Can you render every line of the records below as a Markdown table with the columns Row and Line, numbering each line, skipping blank lines, and leaving the pictures out?

▶ [Dataset]:
· · · · ·
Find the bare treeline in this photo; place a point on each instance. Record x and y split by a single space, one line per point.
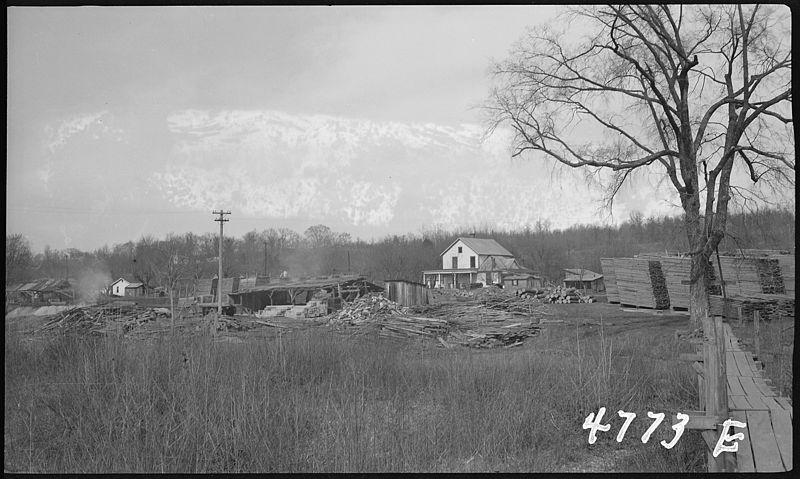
319 250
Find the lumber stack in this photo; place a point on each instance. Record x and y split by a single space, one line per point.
770 306
740 274
659 284
786 264
607 266
785 267
633 282
677 271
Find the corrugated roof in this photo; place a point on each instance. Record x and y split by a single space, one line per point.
482 246
308 283
581 275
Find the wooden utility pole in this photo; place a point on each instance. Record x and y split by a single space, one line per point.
221 220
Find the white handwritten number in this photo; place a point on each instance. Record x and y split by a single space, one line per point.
658 418
683 419
720 447
629 417
593 424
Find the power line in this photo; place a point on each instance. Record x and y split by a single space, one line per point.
222 221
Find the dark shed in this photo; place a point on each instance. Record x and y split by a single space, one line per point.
406 293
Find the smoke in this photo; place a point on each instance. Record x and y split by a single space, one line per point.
91 283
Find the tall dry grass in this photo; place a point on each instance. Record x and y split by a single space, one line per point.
· · · · ·
▶ [Written solution]:
| Row | Line |
|---|---|
| 1 | Find the bare treeline in this photo; place a point on each instance. Record x and y split by a single space, one line per point. |
| 2 | 319 250 |
| 3 | Find the lumber stack in this photo; place a point on each instance. Record x and y split by a single space, one line per point. |
| 4 | 770 306 |
| 5 | 740 274 |
| 6 | 659 284 |
| 7 | 786 264 |
| 8 | 607 266 |
| 9 | 785 267 |
| 10 | 633 282 |
| 11 | 677 271 |
| 12 | Find the corrugated roof in this photo; place a point on each instance. Record x and y split by a single space, one line per point. |
| 13 | 482 246 |
| 14 | 308 283 |
| 15 | 581 275 |
| 16 | Find the wooden utility pole in this photo; place a point on each instance. Record x and y split by a single space, one line per point. |
| 17 | 221 220 |
| 18 | Find the white handwritten number in this photo; place a point on each instance. Record x and y split by a single space, one line per point. |
| 19 | 658 418 |
| 20 | 683 419 |
| 21 | 720 447 |
| 22 | 629 417 |
| 23 | 593 424 |
| 24 | Find the power line in this photo; place a point on each instance. Record x and y split by a single space, one line per point. |
| 25 | 222 221 |
| 26 | Find the dark shed in this photo; place a point on each instance. Record x and y split by a single space, one line per point. |
| 27 | 406 293 |
| 28 | Find the smoke in this photo; place a point on each instance. Record x and y split by a single space, one line per point. |
| 29 | 91 283 |
| 30 | Find the tall dry grass in this photo; place a point on each instance. Record x and y split by a single space, one line per point. |